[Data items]
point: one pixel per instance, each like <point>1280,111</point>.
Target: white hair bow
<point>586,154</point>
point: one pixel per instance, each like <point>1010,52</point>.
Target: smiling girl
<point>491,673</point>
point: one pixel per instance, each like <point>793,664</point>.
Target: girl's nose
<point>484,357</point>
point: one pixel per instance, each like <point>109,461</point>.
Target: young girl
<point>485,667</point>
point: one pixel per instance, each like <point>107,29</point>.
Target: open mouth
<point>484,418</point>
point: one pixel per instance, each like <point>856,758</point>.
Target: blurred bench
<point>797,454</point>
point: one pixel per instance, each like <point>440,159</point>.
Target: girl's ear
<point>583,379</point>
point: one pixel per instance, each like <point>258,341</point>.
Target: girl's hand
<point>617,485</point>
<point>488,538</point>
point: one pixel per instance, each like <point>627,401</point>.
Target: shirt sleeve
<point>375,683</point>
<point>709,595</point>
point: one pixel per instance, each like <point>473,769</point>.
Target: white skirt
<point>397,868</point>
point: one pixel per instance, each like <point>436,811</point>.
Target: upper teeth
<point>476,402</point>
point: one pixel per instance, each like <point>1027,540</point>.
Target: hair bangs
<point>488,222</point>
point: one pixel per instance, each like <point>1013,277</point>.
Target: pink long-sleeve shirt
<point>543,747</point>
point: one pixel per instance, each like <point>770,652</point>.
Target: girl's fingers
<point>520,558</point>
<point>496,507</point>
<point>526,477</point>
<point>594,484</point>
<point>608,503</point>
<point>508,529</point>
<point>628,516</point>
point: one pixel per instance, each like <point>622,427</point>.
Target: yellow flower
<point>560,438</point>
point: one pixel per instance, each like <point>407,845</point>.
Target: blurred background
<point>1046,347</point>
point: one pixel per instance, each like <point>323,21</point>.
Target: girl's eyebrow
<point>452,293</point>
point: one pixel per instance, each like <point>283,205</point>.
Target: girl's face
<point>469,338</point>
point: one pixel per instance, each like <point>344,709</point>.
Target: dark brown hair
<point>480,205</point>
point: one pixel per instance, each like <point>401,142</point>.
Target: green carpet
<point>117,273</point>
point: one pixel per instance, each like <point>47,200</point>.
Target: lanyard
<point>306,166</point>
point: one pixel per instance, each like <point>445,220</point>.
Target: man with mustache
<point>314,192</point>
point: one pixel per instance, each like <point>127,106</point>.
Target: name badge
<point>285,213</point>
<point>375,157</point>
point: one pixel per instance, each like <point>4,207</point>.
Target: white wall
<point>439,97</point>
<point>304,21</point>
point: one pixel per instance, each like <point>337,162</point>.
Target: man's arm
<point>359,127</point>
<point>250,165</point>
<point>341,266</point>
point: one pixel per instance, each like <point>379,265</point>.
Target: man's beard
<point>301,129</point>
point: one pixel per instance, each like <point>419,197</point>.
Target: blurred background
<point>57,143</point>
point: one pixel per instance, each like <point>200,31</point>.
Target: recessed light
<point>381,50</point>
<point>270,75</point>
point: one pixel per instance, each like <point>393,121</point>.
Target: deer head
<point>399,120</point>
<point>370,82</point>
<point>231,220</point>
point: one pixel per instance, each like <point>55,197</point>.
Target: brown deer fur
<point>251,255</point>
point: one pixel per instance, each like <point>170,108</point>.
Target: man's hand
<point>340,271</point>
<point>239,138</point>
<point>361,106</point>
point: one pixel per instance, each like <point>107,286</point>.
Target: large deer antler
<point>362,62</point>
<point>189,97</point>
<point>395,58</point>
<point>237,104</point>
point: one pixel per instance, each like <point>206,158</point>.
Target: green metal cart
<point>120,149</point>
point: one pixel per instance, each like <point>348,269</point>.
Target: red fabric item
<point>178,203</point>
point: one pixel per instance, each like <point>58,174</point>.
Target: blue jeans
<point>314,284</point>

### Work order
Keeping every line exactly as it is, retype the entries shown above.

### Answer space
point: one pixel per instance, each like <point>1280,111</point>.
Target: white hair bow
<point>586,154</point>
point: one pixel per instance, each like <point>1010,52</point>.
Target: smiling girl
<point>491,673</point>
point: one pixel per instance, each like <point>793,664</point>.
Target: girl's nose
<point>484,357</point>
point: one pixel per instance, each like <point>109,461</point>.
Target: young girl
<point>485,667</point>
point: one pixel per instance, each like <point>107,29</point>.
Target: open mouth
<point>484,418</point>
point: one pixel per instance, each like <point>856,758</point>.
Target: blurred bench
<point>797,454</point>
point: one pixel per instance, each like <point>440,159</point>.
Target: girl's ear
<point>583,379</point>
point: one pixel per instance, each like <point>258,341</point>.
Target: girl's hand
<point>617,485</point>
<point>488,538</point>
point: one pixel per instance, each like <point>627,401</point>.
Target: shirt sleeve
<point>375,683</point>
<point>709,595</point>
point: one pixel per instance, each like <point>473,769</point>.
Target: white skirt
<point>397,868</point>
point: one pixel per instance, each like <point>436,811</point>.
Target: upper teeth
<point>476,402</point>
point: one pixel per instance, each like <point>1027,540</point>.
Target: hair bangs
<point>488,222</point>
point: one pixel per instance, each like <point>1013,277</point>.
Target: pink long-sleeve shirt
<point>543,747</point>
point: one pixel per instance, each like <point>770,652</point>.
Target: girl's fingers
<point>520,558</point>
<point>496,507</point>
<point>526,477</point>
<point>594,484</point>
<point>608,503</point>
<point>508,529</point>
<point>628,516</point>
point: one pixel per instance, each like <point>622,427</point>.
Target: yellow flower
<point>560,438</point>
point: one pixel per instance, each like <point>407,845</point>.
Target: blurred background
<point>1046,347</point>
point: one pixel per instance, each like <point>323,21</point>.
Target: girl's eyebrow
<point>452,293</point>
point: one pixel per instance, each like <point>283,205</point>.
Target: girl's face
<point>469,338</point>
point: one pixel per instance, each like <point>344,709</point>.
Target: dark brown hair
<point>480,205</point>
point: one pixel per instance, each like <point>401,142</point>.
Target: green carpet
<point>117,273</point>
point: one pixel per instance, each like <point>47,200</point>.
Target: lanyard
<point>306,166</point>
point: one pixel per instance, each like <point>445,220</point>.
Target: man with mustache
<point>314,192</point>
point: one pixel per instance, each like <point>127,106</point>.
Target: name badge
<point>285,213</point>
<point>375,157</point>
point: one pixel per instance, each like <point>4,207</point>.
Target: white wall
<point>439,97</point>
<point>304,21</point>
point: one pixel per instance, each like <point>337,162</point>.
Target: man's arm
<point>359,127</point>
<point>250,165</point>
<point>341,266</point>
point: one pixel per instance, each like <point>379,265</point>.
Target: man's beard
<point>301,129</point>
point: one pixel per instance, each like <point>419,197</point>.
Target: blurred background
<point>57,143</point>
point: one pixel per instance, each like <point>200,31</point>.
Target: recessed light
<point>381,50</point>
<point>270,75</point>
point: one pixel per instance, each like <point>393,121</point>.
Target: deer head
<point>399,120</point>
<point>370,82</point>
<point>231,220</point>
point: one pixel per instance, each like <point>55,197</point>.
Target: brown deer fur
<point>251,255</point>
point: one pixel per instance, each like <point>170,108</point>.
Target: man's hand
<point>340,271</point>
<point>239,138</point>
<point>361,106</point>
point: one pixel per instance, each like <point>107,286</point>.
Target: large deer antler
<point>362,62</point>
<point>189,97</point>
<point>395,58</point>
<point>237,104</point>
point: one pixel per instance, each like <point>206,158</point>.
Target: green metal cart
<point>120,149</point>
point: one pixel per instance, each like <point>348,269</point>.
Target: red fabric item
<point>178,203</point>
point: one pixel per instance, each like <point>58,174</point>.
Target: blue jeans
<point>314,284</point>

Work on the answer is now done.